EXERCISE DIRECTIONS: Give every line of the material below as a JSON list of strings, one string per line, leaving out blank lines and the pictures.

-- -- --

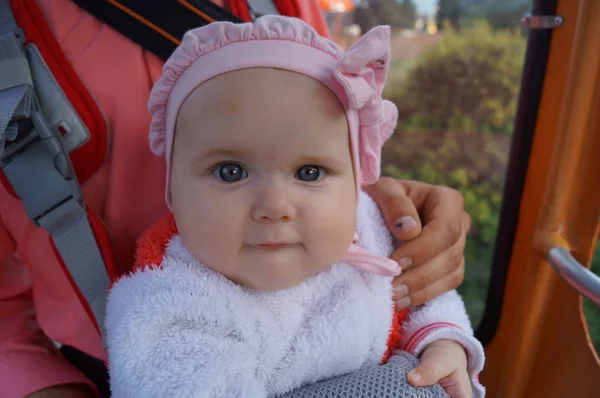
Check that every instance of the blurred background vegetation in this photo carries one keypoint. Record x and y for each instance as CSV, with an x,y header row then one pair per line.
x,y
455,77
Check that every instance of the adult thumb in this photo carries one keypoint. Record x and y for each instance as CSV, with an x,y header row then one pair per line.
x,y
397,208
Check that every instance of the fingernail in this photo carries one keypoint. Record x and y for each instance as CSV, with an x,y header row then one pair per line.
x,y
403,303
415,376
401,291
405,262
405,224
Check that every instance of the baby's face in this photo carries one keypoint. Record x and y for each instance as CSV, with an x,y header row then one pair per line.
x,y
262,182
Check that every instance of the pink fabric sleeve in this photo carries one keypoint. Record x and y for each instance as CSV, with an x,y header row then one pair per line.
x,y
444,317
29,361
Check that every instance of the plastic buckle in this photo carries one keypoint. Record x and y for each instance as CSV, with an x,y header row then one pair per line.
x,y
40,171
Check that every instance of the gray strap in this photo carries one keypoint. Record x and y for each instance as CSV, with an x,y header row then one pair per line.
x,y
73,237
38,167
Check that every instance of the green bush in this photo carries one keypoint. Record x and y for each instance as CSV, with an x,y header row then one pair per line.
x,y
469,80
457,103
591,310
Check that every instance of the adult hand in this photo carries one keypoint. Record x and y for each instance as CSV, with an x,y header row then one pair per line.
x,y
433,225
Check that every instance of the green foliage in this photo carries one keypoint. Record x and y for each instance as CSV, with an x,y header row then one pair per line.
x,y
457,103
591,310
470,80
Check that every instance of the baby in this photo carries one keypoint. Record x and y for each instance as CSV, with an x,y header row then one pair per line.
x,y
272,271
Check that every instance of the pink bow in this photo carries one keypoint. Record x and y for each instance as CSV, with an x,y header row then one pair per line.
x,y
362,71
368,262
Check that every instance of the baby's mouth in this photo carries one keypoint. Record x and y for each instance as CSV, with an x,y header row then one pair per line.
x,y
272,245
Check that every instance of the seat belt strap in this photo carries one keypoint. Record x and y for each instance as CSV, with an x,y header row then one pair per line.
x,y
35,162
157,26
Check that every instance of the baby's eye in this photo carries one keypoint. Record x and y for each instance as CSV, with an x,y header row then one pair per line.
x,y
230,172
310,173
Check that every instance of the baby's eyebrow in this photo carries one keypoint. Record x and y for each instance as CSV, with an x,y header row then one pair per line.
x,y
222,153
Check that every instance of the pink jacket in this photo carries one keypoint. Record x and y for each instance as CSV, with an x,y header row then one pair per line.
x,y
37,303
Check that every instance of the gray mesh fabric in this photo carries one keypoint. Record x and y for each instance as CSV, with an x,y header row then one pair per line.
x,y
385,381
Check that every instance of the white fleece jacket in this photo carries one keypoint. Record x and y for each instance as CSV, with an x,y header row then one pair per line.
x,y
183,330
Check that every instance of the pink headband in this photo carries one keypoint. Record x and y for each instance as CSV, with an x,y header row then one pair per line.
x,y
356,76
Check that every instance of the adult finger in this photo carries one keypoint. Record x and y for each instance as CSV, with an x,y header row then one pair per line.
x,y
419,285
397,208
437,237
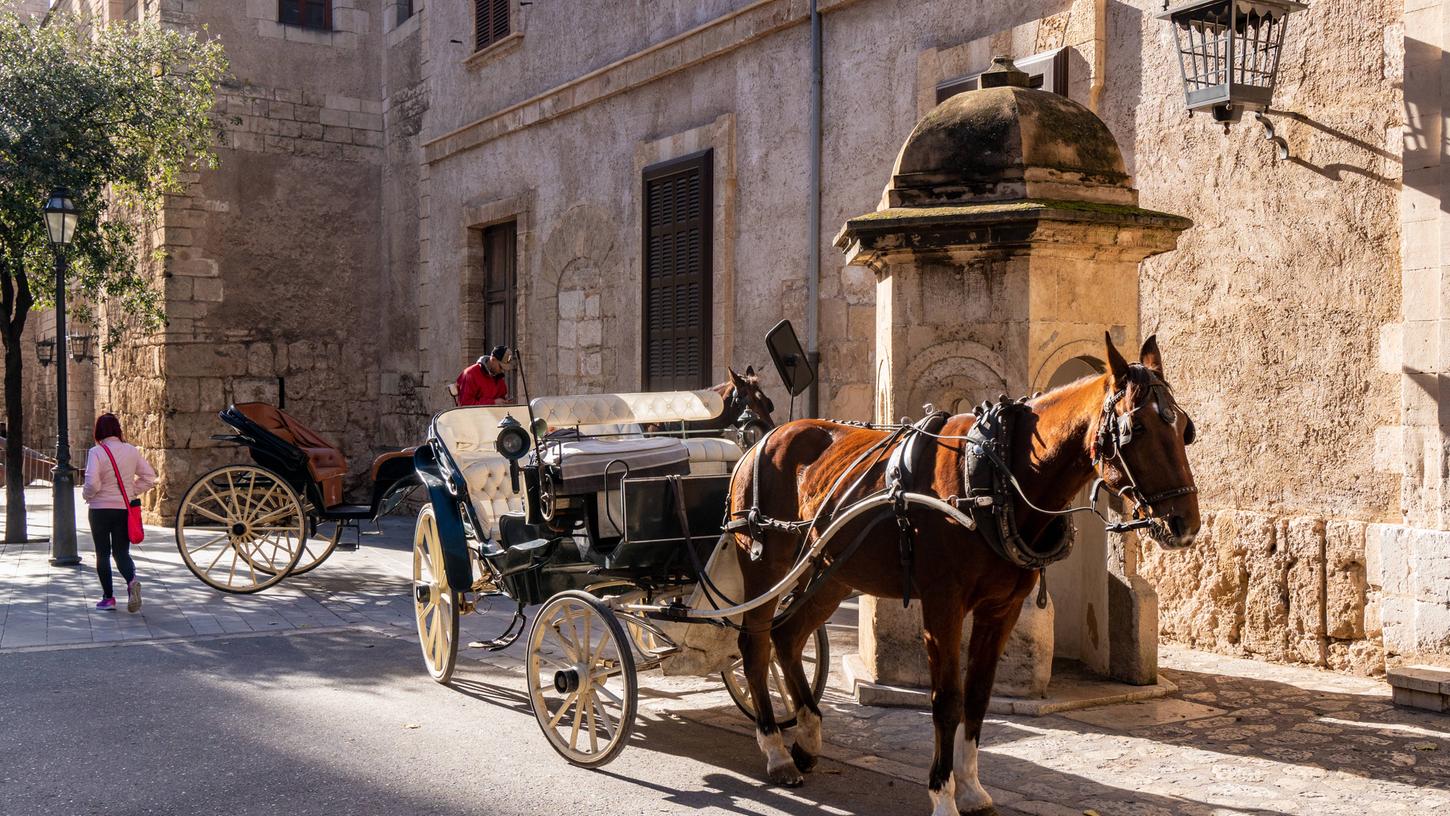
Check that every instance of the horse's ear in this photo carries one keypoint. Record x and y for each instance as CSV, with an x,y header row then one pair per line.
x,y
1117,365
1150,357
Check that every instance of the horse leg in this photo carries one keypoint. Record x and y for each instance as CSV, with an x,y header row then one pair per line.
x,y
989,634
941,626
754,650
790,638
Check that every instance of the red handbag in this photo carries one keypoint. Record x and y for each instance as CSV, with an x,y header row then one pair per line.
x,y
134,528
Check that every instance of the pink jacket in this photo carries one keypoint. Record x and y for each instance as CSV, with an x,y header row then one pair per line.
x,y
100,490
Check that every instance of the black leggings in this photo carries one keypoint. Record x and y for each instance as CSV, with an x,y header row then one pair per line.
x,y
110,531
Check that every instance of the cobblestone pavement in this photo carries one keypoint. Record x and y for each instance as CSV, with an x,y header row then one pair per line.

-- -- --

WRITTEN SOLUTION:
[
  "Check that every instance of the blurred background vegetation in this photo carries one keypoint. Record x and y for each instance as CSV, with an x,y header row then one pair per line.",
  "x,y",
  "455,77",
  "Check that every instance of the adult thumb in this photo carries one keypoint. Record x and y for each instance as CSV, with an x,y header row then one pair per line.",
  "x,y",
  "397,208",
  "Check that every instance of the fingernail in this photo carries one keypoint. Record x and y for each instance as CSV, with an x,y header row then one pair per line.",
  "x,y",
  "403,303",
  "415,376",
  "401,291",
  "405,262",
  "405,224",
  "Check that every instance of the baby's face in this photo carries one keypoint. Record x and y for each instance as CSV, with an x,y header row then one pair per line.",
  "x,y",
  "262,182",
  "Check that every instance of the pink fabric sleeve in this photo carries one keypoint. Record x and y for each instance as CSV, with an x,y header row then one pair per line.",
  "x,y",
  "444,317",
  "29,361",
  "Check that every instance of the plastic buckle in this photo carries one keypoint. Record x and y for each instance as CSV, with an x,y header row then one pair per line.",
  "x,y",
  "40,171",
  "Check that every instance of the gray strap in this photo carries one keypoint. Record x and y for each instance as CSV, with an x,y header row then one pair per line.",
  "x,y",
  "73,237",
  "38,167",
  "Check that every instance of the green bush in this photo carries one keypoint. Record x and y for each instance as CSV, with an x,y header row then one pair per line.",
  "x,y",
  "469,80",
  "457,103",
  "591,310",
  "Check that every instance of the adult hand in this photo carries one keypoint. Record x and y for each instance as CSV, with an x,y header row then one pair per line.",
  "x,y",
  "433,225",
  "Check that every instance of the green foliage in this photo carries one keypoint. Record x and y for each instance as CSV, with an x,y header row then one pair per line.",
  "x,y",
  "457,103",
  "591,310",
  "470,80",
  "Check that every instance of the baby in this photo carries one keypoint. Record x and y for each instance as CSV, with an x,y header row then one pair per line.",
  "x,y",
  "272,271",
  "Check that every instance of the pink bow in this photo carries one keypoint. Record x and y for each instance as CSV, with an x,y header row then one pair per line.",
  "x,y",
  "362,71",
  "368,262",
  "Check that every instance of the baby's mouth in this photo carries one keypoint. Record x and y for each instance as CSV, with an x,y header row then one pair per line.",
  "x,y",
  "272,245",
  "Check that every instance of the seat belt strap in this photo carries one keypoint. Record x and y for each instance as CSV, with an x,y header row then one pair per line.",
  "x,y",
  "35,162",
  "157,26",
  "Check that every instance of the baby's eye in this photo carries one keypoint. Record x and y for each instance as CSV, with an x,y header row then one pair per line.",
  "x,y",
  "230,172",
  "310,173",
  "Check that every instance of the baby's eyebrow in this photo carries one keypoint. Record x and y for each instance as CSV, with an x,y header row then one pair per line.",
  "x,y",
  "222,153",
  "Check that every instance of the pink jacket in this photo carries one keypoint. Record x and y for each instance as CSV, with an x,y header row then one pair per line.",
  "x,y",
  "37,303",
  "Check that every instance of the gray mesh fabric in this photo carries one keypoint. Record x and y for each instance as CSV, with an x,y header row then one pair per line.",
  "x,y",
  "385,381",
  "Check that every instance of the white fleece jacket in this photo carries one keypoint. Record x and y for each instance as CSV, with an x,y header row then one pair per line.",
  "x,y",
  "183,330",
  "Check that every instance of the pink headband in this photo carries one keypoint. Record x and y for each instance as CSV, with an x,y header row then one pair per line.",
  "x,y",
  "356,76",
  "Check that every instance of the adult finger in this photo carries one keypoint. Record x and y for each instance as CSV, with an x,y header row then one pair per line.",
  "x,y",
  "419,285",
  "397,208",
  "437,237",
  "Check that every instance of the horse's ear in this photo carries one keypoint. Record x and y for each instance as CSV, with an x,y header row then one pair per line.",
  "x,y",
  "1117,365",
  "1150,357",
  "Check that every instance of the horse leg in this photo carries one keypoint. Record x and y for each instance as CSV, with an x,y header row then one pair per line.",
  "x,y",
  "989,634",
  "941,626",
  "754,650",
  "790,638",
  "Check that every instance of the red handbag in this photo carries one keypoint. Record x and y for each instance as CSV, with an x,y header row then one pair per line.",
  "x,y",
  "134,528",
  "Check that every instance of the pink jacket in this photo carries one keypoint. Record x and y for each instance as CSV, with an x,y header row then one pair per line.",
  "x,y",
  "100,490",
  "Check that every instance of the black leggings in this photo carries one keypoint. Record x and y for each instance as CSV, with an x,y header row then one pair per line.",
  "x,y",
  "110,531",
  "Check that every instance of the cobblestone pavement in this photo carries one keypoint. Record x and y for each instance as CSV, with an x,y header row then one pair per line."
]